TEXT PASSAGE »
————————
Wednesday, 29 June 2011

Photography tips for using Program Mode

A challenge with your camera is always a great way to improve your photography. While here in Cambodia before our tour officially begins, I’ve been challenging myself to shoot mostly on P Mode and get it right in camera.

What is P Mode? P stands for Program Mode though some joke and call it ‘Professional’ or ‘Pissed’ Mode. It allows you full control of your ISO and flash as well as white balance and under and over exposing in camera.

With my camera set on spot metering I am finding as long as I take the exposure reading off a part of my scene that is approximately the same tone as 18% grey then the image is usually close to correctly exposed.  If the scene does not have this then I usually do a quick calculation in my head – will the camera’s metering tell me exposure should be more or less and then I exposure compensate to that side. 90% of the time this is working.

Take note that once you take your meter reading using your focus point and then regain your focus off another area in the image that the camera re- meter reads the scene. Pay attention to the first meter reading and just adjust your exposure compensation accordingly.

Problems arise in images where there are contrasty lighting conditions. One quick way around this is to use flash. Again I am often flash exposure compensating more frequently to the negative side to make the flash light look as balanced to the natural lighting as I can.
————————
TO DO » Extend the blog post on shooting in Program Mode, starting right after its last sentence.
————————
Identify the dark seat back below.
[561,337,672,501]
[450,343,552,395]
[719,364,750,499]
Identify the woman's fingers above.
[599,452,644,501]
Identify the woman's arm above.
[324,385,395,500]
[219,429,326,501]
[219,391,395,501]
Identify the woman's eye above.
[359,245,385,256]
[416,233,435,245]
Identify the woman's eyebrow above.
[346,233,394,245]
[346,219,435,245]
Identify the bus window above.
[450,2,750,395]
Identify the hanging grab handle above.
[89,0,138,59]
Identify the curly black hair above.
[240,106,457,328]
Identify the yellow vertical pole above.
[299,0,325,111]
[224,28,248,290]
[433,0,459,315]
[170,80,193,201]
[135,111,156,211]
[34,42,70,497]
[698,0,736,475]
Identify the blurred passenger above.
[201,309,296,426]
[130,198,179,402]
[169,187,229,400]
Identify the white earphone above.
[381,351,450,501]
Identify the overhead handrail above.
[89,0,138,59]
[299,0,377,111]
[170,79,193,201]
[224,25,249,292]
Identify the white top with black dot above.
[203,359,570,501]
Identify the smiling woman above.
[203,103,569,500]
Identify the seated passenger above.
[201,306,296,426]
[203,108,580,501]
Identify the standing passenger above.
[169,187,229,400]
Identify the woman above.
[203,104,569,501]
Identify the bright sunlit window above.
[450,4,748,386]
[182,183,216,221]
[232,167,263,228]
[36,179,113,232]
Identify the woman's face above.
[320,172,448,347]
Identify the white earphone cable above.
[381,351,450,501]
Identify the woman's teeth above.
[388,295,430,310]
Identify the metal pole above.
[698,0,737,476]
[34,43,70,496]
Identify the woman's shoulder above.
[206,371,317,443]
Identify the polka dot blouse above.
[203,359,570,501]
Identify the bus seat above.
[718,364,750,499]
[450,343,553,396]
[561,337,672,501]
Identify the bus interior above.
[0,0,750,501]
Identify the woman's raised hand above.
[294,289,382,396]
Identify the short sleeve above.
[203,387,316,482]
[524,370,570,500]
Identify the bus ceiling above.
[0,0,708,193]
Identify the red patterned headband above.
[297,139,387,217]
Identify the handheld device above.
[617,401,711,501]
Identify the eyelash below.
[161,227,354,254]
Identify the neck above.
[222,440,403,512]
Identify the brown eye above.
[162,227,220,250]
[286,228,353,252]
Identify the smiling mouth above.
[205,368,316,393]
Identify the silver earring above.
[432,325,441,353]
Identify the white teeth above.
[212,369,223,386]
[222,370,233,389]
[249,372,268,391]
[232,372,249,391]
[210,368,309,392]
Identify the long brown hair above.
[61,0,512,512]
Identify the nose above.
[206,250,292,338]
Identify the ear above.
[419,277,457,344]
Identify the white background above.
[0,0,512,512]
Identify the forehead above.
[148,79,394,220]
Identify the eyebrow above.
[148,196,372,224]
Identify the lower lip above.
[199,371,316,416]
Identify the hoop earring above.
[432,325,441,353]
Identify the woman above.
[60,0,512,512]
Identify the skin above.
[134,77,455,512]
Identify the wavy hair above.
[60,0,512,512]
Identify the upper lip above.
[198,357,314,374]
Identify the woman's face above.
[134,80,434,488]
————————
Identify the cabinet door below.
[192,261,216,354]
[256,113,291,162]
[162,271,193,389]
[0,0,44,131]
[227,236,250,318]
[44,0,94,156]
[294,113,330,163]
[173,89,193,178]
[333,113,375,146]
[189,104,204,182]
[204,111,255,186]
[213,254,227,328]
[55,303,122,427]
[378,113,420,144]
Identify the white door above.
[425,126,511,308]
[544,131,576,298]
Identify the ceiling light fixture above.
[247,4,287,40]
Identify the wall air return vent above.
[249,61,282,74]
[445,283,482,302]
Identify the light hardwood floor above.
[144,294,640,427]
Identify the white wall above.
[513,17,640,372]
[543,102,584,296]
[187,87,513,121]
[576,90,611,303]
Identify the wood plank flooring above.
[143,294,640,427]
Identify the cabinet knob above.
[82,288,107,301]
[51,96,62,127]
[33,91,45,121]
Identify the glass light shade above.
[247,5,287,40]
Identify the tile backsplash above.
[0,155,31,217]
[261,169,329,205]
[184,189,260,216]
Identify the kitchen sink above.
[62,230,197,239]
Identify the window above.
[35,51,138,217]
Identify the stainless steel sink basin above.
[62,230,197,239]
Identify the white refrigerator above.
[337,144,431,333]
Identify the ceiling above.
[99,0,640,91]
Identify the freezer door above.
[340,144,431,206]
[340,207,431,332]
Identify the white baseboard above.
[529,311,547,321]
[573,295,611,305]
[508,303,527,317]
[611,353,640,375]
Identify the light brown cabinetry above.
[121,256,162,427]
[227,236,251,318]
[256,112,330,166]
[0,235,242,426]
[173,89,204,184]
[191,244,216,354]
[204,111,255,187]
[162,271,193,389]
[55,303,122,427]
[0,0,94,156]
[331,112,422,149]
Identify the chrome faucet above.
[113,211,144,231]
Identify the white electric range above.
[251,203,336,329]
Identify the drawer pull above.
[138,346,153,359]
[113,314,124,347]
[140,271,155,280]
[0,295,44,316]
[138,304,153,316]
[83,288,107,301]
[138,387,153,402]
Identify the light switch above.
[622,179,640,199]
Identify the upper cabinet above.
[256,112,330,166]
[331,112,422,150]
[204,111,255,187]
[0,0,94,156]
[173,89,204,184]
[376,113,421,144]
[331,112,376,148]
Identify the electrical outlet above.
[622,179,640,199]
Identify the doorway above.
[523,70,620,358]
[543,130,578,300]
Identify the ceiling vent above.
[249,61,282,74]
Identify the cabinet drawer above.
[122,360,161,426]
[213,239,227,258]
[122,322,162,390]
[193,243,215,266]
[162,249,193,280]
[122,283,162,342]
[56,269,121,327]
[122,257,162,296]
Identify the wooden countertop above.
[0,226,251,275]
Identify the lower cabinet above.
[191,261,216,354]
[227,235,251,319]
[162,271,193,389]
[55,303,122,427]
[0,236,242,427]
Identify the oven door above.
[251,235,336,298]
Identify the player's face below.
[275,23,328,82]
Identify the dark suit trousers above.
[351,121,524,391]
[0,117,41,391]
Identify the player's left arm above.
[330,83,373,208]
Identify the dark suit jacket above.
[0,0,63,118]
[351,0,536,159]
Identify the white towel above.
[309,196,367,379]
————————
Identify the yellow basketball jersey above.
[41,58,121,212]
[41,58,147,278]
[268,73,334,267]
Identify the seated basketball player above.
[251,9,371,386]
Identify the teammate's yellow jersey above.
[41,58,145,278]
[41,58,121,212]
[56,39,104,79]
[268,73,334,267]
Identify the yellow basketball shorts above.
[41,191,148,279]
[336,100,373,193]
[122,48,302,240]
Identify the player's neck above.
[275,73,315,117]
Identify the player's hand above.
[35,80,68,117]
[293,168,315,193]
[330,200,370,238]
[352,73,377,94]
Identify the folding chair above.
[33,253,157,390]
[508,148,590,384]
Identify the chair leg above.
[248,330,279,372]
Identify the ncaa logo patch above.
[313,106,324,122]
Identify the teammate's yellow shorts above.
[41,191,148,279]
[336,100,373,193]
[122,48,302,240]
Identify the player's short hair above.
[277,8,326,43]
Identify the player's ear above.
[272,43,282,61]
————————
OUTPUT OF THE EXERCISE »
Other problem areas can include too slow a shutter speed for the ISO chosen and associated subject movement, lack of appropriate depth of field for the scene and noise from having to use a high ISO.

However, I am finding it is a great mode to use while travelling when I want to have a fair amount of control over my image making while having fun with my family.

All images below straight out of camera. 

The first two images demonstrate how the focus point on spot metering can radically affect your exposure.
 Image 1
Nikon D3 28-300mm lens
Shutter Speed 1/400; f10; ISO 800
Focus Point on man.

Image 2
Nikon D3 28-300mm lens
Shutter Speed 1/800; f14; ISO 800
Focus point on the statue

The two images below demontsrate how flash can be used to balance contrasty lighting situtations. In Image one the sky is blown out while the statue looks correctly exposed.
In Image 2 the flash was fired and the meter reading for the image set from the blue sky in the background.

Image 1
Nikon D3 with 24-27mm
Shutter Speed 1/200; f7.1; ISO 1600

Nikon D3 with 24-27mm
Shutter Speed 1/200; f7.1; ISO 1600
Flash fired.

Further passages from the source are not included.